▶ **Supplied data**
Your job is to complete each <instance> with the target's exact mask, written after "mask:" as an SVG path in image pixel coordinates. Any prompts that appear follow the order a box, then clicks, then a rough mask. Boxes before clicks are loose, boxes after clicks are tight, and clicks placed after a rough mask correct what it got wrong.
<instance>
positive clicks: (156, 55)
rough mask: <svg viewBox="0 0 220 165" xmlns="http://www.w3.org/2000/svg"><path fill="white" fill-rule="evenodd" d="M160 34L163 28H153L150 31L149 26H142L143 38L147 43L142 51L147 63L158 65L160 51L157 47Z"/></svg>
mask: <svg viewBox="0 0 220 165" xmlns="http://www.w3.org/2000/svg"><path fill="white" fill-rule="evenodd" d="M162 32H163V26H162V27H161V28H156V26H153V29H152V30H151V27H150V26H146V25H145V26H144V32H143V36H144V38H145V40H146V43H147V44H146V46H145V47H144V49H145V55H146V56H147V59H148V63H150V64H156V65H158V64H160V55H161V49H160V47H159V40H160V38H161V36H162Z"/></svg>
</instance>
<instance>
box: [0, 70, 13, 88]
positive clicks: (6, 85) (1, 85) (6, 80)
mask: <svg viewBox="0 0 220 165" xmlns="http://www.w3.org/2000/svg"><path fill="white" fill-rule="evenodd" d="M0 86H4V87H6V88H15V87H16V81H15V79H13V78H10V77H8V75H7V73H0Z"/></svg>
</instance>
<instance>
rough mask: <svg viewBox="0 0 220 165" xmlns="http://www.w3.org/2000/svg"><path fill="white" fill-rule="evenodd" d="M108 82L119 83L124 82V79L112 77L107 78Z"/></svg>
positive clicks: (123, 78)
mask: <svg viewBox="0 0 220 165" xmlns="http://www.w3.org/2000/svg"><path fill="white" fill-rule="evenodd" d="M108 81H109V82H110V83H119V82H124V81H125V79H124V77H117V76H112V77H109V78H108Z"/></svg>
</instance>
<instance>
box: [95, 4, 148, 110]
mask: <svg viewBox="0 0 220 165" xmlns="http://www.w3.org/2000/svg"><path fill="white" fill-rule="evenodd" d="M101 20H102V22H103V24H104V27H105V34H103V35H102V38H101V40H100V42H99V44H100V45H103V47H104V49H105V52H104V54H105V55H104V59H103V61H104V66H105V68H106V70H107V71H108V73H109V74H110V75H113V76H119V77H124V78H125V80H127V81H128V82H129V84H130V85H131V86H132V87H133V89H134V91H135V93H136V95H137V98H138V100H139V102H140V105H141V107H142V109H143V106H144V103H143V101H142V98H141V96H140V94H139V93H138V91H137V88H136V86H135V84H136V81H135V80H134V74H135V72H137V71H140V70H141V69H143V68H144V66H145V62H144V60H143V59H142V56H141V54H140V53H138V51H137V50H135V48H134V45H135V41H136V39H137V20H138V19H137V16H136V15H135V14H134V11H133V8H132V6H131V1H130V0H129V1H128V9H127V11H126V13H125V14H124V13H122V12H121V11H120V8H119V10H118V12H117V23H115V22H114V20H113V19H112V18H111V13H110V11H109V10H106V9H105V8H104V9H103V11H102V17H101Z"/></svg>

▶ **Task statement**
Render every line of the rows above as a JSON array of strings, with one string per line and any blank lines left out.

▶ **Response for this exercise**
[
  "Your job is to complete each <instance> with the target's exact mask, written after \"mask:\" as an SVG path in image pixel coordinates. Any prompts that appear follow the order a box, then clicks, then a rough mask. Boxes before clicks are loose, boxes after clicks are tight, and clicks placed after a rough mask correct what it got wrong.",
  "<instance>",
  "positive clicks: (156, 55)",
  "rough mask: <svg viewBox=\"0 0 220 165\" xmlns=\"http://www.w3.org/2000/svg\"><path fill=\"white\" fill-rule=\"evenodd\" d=\"M160 34L163 28H153L150 31L149 26H142L143 38L147 43L142 51L147 63L158 65L160 51L157 47Z\"/></svg>",
  "mask: <svg viewBox=\"0 0 220 165\" xmlns=\"http://www.w3.org/2000/svg\"><path fill=\"white\" fill-rule=\"evenodd\" d=\"M162 32H163V26H162V27H161V28H156V26H153V29H152V30H151V27H150V26H146V25H145V26H144V32H143V36H144V38H145V40H146V43H147V44H146V46H145V47H144V49H145V55H146V56H147V59H148V63H150V64H156V65H158V64H160V55H161V49H160V47H159V40H160V38H161V36H162Z\"/></svg>",
  "</instance>",
  "<instance>",
  "box: [0, 70, 13, 88]",
  "positive clicks: (6, 85) (1, 85) (6, 80)",
  "mask: <svg viewBox=\"0 0 220 165\" xmlns=\"http://www.w3.org/2000/svg\"><path fill=\"white\" fill-rule=\"evenodd\" d=\"M0 86H4V87H6V88H15V87H16V81H15V79H13V78H10V77H8V75H7V73H0Z\"/></svg>",
  "</instance>",
  "<instance>",
  "rough mask: <svg viewBox=\"0 0 220 165\" xmlns=\"http://www.w3.org/2000/svg\"><path fill=\"white\" fill-rule=\"evenodd\" d=\"M108 82L119 83L124 82V79L112 77L107 78Z\"/></svg>",
  "positive clicks: (123, 78)",
  "mask: <svg viewBox=\"0 0 220 165\" xmlns=\"http://www.w3.org/2000/svg\"><path fill=\"white\" fill-rule=\"evenodd\" d=\"M108 81H109V82H110V83H119V82H124V81H125V79H124V77H117V76H112V77H109V78H108Z\"/></svg>",
  "</instance>",
  "<instance>",
  "box: [95, 4, 148, 110]",
  "mask: <svg viewBox=\"0 0 220 165\" xmlns=\"http://www.w3.org/2000/svg\"><path fill=\"white\" fill-rule=\"evenodd\" d=\"M101 20H102V22H103V24H104V27H105V34H103V35H102V38H101V40H100V42H99V44H100V45H103V47H104V49H105V52H104V54H105V55H104V59H103V61H104V66H105V68H106V70H107V71H108V73H109V74H110V75H113V76H119V77H124V78H125V80H127V81H128V82H129V84H130V85H131V86H132V87H133V89H134V91H135V93H136V95H137V98H138V100H139V102H140V105H141V107H142V109H143V106H144V103H143V101H142V98H141V96H140V94H139V93H138V91H137V88H136V86H135V84H136V81H135V80H134V74H135V72H137V71H140V70H141V69H143V68H144V66H145V62H144V60H143V59H142V56H141V54H140V53H138V51H137V50H135V48H134V45H135V41H136V39H137V20H138V19H137V16H136V15H135V14H134V11H133V8H132V6H131V1H130V0H129V1H128V9H127V11H126V13H125V14H124V13H122V12H121V11H120V8H119V10H118V12H117V23H115V22H114V20H113V19H112V18H111V13H110V11H109V10H106V9H105V8H104V9H103V11H102V17H101Z\"/></svg>"
]